--- start ---
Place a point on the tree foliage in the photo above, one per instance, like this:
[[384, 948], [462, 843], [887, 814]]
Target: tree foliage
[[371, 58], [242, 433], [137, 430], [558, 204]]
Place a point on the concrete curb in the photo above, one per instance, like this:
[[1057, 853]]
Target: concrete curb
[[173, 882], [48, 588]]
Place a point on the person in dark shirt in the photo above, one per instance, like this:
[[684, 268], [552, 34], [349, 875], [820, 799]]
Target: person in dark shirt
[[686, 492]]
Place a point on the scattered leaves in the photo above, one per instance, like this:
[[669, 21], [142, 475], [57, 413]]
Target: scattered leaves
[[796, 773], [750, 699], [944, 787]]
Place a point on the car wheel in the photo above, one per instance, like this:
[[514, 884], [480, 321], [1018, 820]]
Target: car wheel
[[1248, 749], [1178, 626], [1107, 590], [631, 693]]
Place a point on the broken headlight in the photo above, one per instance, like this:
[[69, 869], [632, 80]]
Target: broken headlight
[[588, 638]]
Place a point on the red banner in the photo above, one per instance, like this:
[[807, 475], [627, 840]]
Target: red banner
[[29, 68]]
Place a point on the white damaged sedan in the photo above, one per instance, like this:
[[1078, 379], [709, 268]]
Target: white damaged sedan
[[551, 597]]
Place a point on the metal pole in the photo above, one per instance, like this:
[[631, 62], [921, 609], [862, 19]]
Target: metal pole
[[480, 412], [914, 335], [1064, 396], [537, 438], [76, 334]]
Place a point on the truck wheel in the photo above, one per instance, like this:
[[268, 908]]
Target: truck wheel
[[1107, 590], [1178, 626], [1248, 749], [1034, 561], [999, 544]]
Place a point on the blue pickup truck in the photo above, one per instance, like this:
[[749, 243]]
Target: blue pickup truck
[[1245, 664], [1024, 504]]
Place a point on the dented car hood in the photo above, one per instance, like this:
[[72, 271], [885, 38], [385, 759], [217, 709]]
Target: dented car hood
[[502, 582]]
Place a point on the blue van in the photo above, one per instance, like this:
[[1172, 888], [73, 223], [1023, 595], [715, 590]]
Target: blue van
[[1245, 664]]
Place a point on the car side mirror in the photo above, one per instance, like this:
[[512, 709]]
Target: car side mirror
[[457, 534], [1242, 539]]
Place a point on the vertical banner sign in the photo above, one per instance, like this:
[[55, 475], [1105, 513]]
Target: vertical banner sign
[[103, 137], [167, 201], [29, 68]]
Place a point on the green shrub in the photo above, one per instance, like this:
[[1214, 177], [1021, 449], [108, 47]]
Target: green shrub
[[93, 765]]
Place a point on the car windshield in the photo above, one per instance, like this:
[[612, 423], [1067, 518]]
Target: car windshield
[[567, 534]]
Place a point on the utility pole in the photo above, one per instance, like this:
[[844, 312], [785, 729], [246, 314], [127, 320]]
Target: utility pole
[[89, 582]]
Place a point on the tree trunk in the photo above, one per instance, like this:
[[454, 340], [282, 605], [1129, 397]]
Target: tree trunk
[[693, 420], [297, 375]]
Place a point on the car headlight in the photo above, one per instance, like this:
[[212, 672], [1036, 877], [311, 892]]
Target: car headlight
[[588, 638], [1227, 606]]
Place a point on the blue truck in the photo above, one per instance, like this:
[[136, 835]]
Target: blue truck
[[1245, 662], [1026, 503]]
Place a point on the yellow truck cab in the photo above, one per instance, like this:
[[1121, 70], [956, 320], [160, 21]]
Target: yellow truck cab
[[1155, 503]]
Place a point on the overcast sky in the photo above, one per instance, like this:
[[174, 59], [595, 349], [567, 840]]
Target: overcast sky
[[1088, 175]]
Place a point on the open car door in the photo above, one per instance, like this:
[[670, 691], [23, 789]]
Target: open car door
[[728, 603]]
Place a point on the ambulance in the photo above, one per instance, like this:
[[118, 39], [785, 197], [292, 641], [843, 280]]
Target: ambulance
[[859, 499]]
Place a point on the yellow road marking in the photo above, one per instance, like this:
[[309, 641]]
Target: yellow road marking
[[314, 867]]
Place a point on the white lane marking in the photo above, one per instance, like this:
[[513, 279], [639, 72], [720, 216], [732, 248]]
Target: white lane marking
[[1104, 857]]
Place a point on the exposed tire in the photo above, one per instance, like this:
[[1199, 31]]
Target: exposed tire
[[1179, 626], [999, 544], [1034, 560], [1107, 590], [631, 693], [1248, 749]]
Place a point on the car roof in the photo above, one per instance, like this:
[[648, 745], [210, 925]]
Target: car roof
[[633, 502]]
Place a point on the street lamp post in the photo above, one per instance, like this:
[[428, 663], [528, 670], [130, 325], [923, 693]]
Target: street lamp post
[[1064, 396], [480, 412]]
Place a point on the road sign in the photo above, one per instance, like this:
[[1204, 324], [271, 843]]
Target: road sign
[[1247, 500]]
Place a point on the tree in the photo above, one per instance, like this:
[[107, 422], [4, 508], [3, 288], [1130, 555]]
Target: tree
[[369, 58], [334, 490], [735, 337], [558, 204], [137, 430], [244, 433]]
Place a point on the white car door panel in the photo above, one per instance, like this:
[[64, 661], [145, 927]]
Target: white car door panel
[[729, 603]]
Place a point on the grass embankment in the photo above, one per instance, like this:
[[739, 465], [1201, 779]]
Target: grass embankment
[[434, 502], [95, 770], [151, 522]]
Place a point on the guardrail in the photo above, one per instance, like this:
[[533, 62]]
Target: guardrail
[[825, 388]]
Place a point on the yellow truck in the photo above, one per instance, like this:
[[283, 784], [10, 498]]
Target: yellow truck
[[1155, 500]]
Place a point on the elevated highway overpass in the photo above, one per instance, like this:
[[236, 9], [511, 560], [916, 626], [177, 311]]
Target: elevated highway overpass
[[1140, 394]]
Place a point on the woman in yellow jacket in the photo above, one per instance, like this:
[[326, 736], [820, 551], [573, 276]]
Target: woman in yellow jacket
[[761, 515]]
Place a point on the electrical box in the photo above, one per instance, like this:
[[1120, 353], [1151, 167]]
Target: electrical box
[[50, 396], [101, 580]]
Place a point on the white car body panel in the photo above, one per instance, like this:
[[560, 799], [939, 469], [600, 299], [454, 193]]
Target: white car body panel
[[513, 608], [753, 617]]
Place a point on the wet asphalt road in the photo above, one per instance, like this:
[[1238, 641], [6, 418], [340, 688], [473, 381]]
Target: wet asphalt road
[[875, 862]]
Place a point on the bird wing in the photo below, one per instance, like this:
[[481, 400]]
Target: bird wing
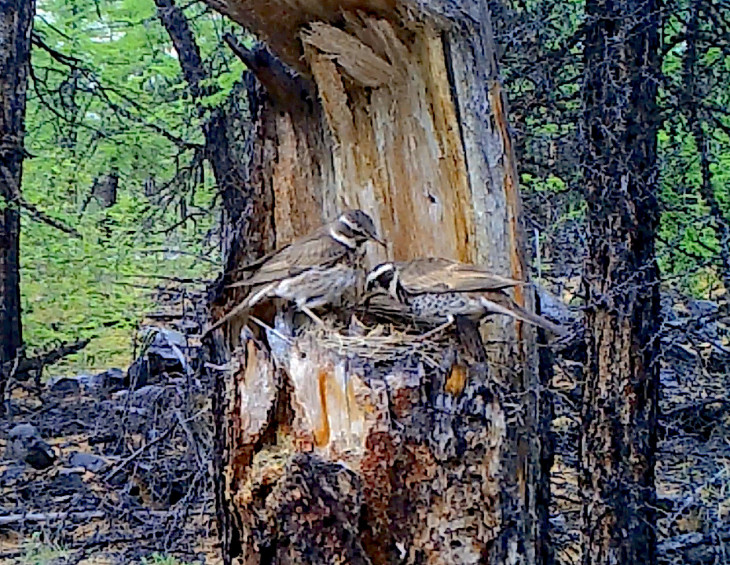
[[443, 275], [294, 259]]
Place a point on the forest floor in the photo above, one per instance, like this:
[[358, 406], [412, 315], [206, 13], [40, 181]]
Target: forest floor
[[130, 479]]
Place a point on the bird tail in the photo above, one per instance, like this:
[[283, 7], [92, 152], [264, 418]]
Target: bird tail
[[515, 311]]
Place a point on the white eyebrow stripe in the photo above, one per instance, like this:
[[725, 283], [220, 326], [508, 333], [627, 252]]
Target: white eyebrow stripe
[[384, 268], [345, 220], [343, 239]]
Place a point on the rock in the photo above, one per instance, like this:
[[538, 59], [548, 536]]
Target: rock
[[11, 473], [703, 308], [139, 373], [88, 461], [64, 386], [26, 445], [67, 482], [144, 397], [165, 353], [113, 380]]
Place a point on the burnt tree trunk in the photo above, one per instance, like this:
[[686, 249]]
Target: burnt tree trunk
[[224, 130], [621, 281], [16, 21], [326, 456]]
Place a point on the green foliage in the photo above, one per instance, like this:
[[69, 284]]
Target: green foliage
[[38, 552], [107, 96], [161, 559]]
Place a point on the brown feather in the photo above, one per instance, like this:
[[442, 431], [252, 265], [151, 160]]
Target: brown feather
[[443, 275]]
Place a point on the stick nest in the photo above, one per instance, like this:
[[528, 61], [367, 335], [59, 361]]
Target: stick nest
[[383, 344]]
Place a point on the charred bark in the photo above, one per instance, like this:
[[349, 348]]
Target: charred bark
[[398, 111], [621, 280], [16, 22], [222, 148]]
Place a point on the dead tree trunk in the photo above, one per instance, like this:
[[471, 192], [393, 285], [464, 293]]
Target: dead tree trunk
[[424, 456], [16, 20], [621, 282]]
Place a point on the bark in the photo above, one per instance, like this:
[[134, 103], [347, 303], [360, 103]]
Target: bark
[[621, 280], [16, 21], [399, 112]]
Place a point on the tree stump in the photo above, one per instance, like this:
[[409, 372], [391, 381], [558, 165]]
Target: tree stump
[[378, 448]]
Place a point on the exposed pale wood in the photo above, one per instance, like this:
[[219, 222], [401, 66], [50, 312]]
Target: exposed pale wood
[[409, 124]]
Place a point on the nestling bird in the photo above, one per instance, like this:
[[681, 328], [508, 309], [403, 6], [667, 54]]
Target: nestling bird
[[434, 291], [312, 271]]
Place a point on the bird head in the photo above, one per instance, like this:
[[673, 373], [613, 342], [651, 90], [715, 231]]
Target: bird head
[[385, 276], [354, 228]]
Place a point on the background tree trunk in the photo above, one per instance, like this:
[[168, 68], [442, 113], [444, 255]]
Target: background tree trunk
[[621, 281], [396, 110], [16, 21]]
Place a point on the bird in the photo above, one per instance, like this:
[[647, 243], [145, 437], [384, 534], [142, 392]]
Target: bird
[[312, 271], [434, 291]]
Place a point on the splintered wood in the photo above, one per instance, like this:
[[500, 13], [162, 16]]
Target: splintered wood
[[415, 456], [374, 450]]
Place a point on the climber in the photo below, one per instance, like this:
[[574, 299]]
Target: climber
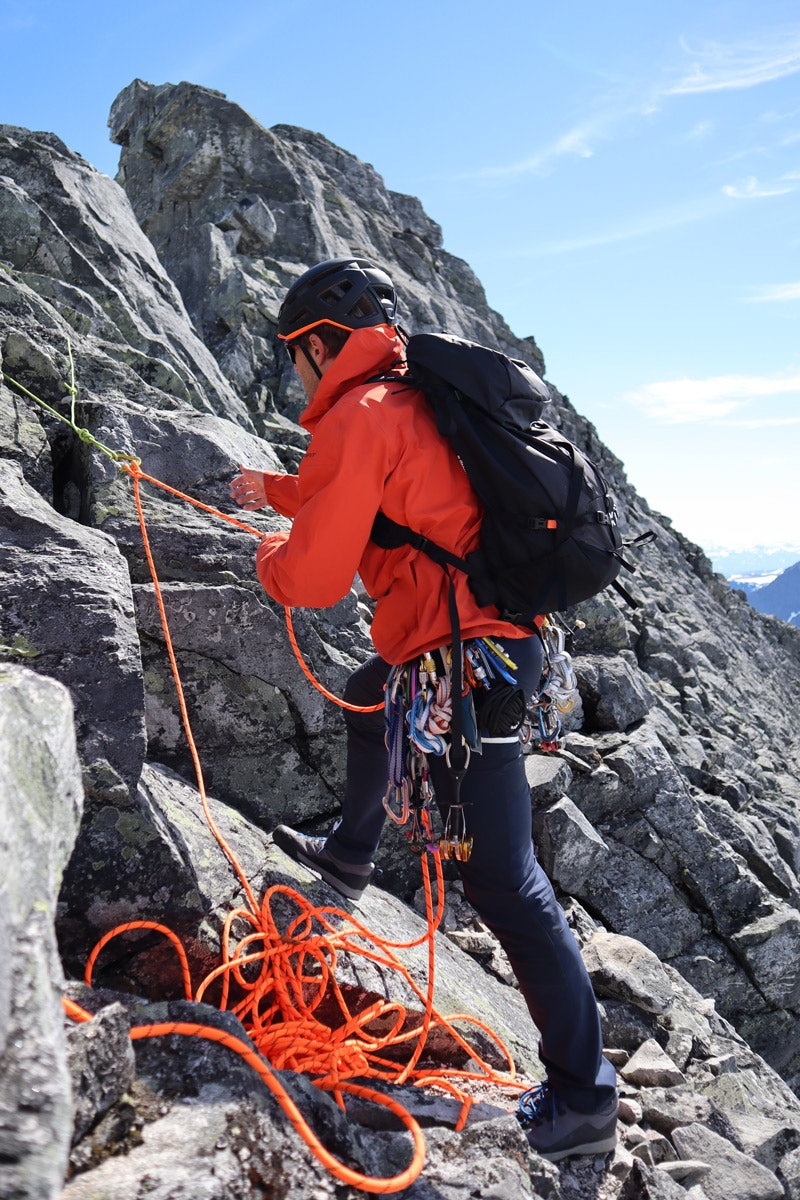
[[374, 445]]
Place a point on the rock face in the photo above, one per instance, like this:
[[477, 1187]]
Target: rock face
[[40, 809], [144, 310]]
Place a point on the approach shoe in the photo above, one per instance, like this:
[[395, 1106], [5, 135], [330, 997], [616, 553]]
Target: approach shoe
[[349, 879], [557, 1132]]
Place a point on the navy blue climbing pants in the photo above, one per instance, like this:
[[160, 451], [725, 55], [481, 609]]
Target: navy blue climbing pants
[[503, 880]]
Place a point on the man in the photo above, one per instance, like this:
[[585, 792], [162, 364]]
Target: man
[[374, 445]]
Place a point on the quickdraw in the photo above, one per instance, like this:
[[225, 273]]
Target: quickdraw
[[558, 691], [417, 707]]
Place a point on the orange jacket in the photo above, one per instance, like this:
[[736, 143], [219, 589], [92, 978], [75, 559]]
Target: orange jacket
[[376, 447]]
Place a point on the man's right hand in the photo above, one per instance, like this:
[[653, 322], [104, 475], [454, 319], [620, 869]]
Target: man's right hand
[[247, 490]]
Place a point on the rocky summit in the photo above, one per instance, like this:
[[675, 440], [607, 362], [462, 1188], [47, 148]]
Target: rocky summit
[[138, 322]]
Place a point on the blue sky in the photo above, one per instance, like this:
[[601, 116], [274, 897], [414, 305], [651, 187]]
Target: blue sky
[[624, 179]]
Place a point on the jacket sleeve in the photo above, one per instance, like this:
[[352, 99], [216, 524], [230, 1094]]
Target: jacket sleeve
[[340, 487], [282, 492]]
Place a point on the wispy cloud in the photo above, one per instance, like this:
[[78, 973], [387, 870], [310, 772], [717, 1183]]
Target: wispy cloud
[[720, 67], [691, 401], [752, 190], [699, 131], [579, 142], [776, 293], [642, 226], [715, 66]]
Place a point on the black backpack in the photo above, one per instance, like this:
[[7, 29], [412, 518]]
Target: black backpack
[[551, 532]]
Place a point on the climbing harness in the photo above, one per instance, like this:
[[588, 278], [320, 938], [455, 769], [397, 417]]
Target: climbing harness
[[419, 713], [280, 976]]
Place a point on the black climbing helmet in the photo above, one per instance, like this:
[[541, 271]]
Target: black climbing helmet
[[350, 293]]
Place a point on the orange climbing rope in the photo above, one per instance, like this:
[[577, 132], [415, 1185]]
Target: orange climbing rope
[[282, 976], [136, 473]]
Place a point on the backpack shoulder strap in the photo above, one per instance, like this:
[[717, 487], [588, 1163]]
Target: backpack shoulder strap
[[391, 535]]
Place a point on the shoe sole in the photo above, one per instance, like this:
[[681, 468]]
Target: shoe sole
[[602, 1146], [335, 882]]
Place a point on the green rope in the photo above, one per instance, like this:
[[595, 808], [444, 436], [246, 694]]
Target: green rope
[[83, 433]]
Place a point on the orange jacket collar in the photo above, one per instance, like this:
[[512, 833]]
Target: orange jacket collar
[[367, 352]]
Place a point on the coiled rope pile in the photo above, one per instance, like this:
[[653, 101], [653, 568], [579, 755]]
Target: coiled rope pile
[[282, 976]]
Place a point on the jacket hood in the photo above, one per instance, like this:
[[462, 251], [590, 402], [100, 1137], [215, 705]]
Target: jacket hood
[[366, 353]]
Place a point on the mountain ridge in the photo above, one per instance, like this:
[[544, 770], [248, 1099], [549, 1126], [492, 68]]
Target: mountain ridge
[[669, 823]]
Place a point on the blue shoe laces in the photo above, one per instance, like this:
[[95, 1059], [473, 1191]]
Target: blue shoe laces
[[536, 1105]]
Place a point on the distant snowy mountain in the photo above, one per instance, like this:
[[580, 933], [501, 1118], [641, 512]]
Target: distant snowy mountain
[[780, 597], [757, 561]]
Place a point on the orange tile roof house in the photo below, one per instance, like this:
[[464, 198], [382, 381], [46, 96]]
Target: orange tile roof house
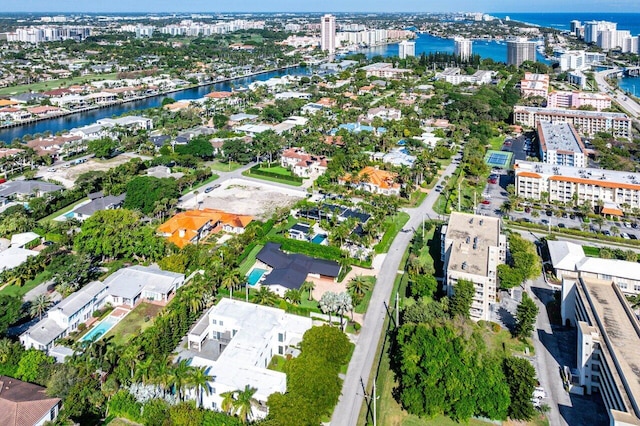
[[194, 225], [374, 180], [303, 164], [25, 404]]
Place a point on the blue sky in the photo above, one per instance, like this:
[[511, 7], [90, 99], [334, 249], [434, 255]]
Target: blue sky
[[610, 6]]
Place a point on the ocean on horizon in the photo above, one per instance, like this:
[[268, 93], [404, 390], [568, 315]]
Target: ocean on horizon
[[562, 21]]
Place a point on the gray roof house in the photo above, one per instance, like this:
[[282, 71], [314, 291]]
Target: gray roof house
[[108, 202], [127, 286], [65, 317], [290, 271], [27, 188]]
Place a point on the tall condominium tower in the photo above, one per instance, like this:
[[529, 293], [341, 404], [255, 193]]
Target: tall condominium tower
[[520, 50], [328, 33], [593, 28], [463, 48], [406, 48]]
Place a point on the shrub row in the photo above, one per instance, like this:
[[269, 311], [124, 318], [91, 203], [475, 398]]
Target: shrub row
[[255, 170]]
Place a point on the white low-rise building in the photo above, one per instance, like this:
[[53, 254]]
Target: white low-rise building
[[126, 286], [236, 341], [472, 248]]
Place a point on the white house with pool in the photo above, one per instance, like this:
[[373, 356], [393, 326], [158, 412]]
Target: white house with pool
[[125, 287], [236, 341]]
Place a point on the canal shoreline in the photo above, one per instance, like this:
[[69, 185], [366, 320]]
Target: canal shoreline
[[141, 98]]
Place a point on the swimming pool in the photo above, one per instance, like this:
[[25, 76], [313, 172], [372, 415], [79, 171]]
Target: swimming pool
[[319, 239], [100, 329], [255, 275]]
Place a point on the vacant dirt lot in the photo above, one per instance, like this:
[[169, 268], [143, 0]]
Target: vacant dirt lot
[[69, 175], [251, 198]]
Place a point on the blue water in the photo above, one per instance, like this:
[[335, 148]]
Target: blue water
[[100, 329], [631, 85], [319, 239], [562, 21], [255, 275], [426, 43], [69, 122]]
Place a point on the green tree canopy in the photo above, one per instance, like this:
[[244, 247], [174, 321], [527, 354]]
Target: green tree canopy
[[10, 308], [462, 298], [103, 147], [144, 191], [526, 315], [521, 377]]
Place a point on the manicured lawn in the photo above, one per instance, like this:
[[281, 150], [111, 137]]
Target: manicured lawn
[[134, 323], [271, 179], [43, 86], [61, 211], [277, 363], [277, 170], [393, 225], [591, 251], [201, 186], [246, 265], [361, 308], [225, 167], [496, 142], [13, 290]]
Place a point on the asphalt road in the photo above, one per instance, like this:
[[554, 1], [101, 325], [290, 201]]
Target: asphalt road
[[623, 100], [360, 366], [184, 201]]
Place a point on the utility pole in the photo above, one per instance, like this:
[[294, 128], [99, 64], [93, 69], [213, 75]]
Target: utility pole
[[375, 414]]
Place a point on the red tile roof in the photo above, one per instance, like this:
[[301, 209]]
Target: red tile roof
[[22, 403]]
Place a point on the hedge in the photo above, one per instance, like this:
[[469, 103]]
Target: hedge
[[310, 249], [255, 170]]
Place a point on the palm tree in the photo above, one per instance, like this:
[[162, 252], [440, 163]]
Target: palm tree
[[293, 296], [6, 347], [244, 403], [144, 370], [343, 304], [359, 285], [39, 305], [264, 296], [199, 379], [228, 399], [328, 304], [179, 376], [230, 281], [308, 286]]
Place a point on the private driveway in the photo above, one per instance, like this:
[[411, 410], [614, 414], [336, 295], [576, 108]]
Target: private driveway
[[350, 403]]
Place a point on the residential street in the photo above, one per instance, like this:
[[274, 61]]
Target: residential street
[[348, 408]]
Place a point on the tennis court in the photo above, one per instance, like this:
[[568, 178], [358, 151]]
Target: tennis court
[[500, 159]]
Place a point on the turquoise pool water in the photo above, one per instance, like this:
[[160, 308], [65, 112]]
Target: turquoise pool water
[[319, 239], [255, 275], [100, 329]]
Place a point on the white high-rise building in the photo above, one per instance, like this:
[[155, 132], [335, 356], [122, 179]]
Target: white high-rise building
[[463, 48], [406, 48], [520, 50], [592, 28], [576, 28], [328, 34]]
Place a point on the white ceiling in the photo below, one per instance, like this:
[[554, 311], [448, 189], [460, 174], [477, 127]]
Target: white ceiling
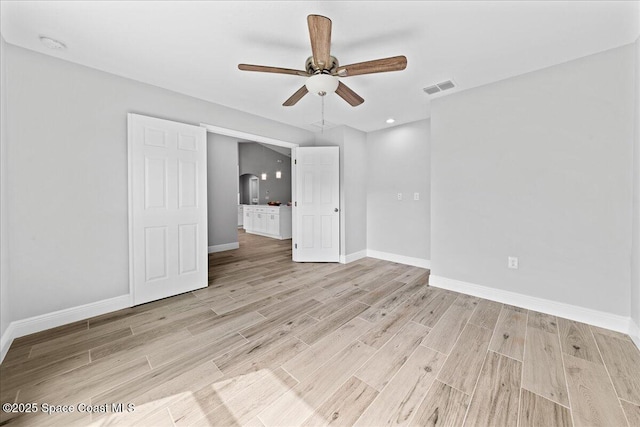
[[194, 47]]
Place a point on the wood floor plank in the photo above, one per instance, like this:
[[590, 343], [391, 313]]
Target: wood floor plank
[[509, 335], [383, 365], [305, 363], [250, 401], [632, 411], [486, 314], [295, 406], [577, 340], [143, 384], [324, 327], [536, 411], [81, 383], [345, 405], [435, 308], [386, 328], [543, 372], [542, 321], [622, 359], [463, 365], [445, 333], [398, 402], [279, 319], [391, 302], [443, 406], [256, 348], [496, 399], [593, 399], [158, 396]]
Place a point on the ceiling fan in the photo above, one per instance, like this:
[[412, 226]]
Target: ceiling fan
[[323, 70]]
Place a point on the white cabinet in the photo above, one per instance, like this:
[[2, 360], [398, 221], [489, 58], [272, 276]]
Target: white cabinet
[[269, 221]]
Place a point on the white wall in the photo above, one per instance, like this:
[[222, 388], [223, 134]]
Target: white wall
[[398, 162], [5, 307], [635, 251], [222, 189], [68, 169], [353, 219], [539, 167]]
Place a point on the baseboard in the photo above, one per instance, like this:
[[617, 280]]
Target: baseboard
[[19, 328], [634, 333], [401, 259], [224, 247], [568, 311], [346, 259]]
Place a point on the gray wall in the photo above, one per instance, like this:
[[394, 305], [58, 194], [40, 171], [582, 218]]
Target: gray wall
[[353, 216], [539, 167], [398, 162], [635, 253], [255, 159], [5, 314], [222, 189], [67, 141]]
--- end ---
*Exercise requirements:* Rewrite the entries from the line containing "Place a point on the exposed pale" through the line containing "[[385, 276], [354, 228]]", swapping "nestling" for "chick" and leaving everything else as it is.

*Response to this exercise:*
Place a point on the exposed pale wood in the photo above, one per instance, like this:
[[219, 222], [401, 66], [50, 312]]
Target: exposed pale wood
[[409, 124]]
Place a point on the chick bird in the photo above, one per instance, like this:
[[681, 328], [508, 309], [403, 6], [667, 54]]
Target: chick bird
[[434, 291], [312, 271]]
Place a point on the bird head in the photo above, one per instance, like this:
[[673, 373], [613, 342], [651, 90], [715, 231]]
Target: bird head
[[385, 276], [354, 228]]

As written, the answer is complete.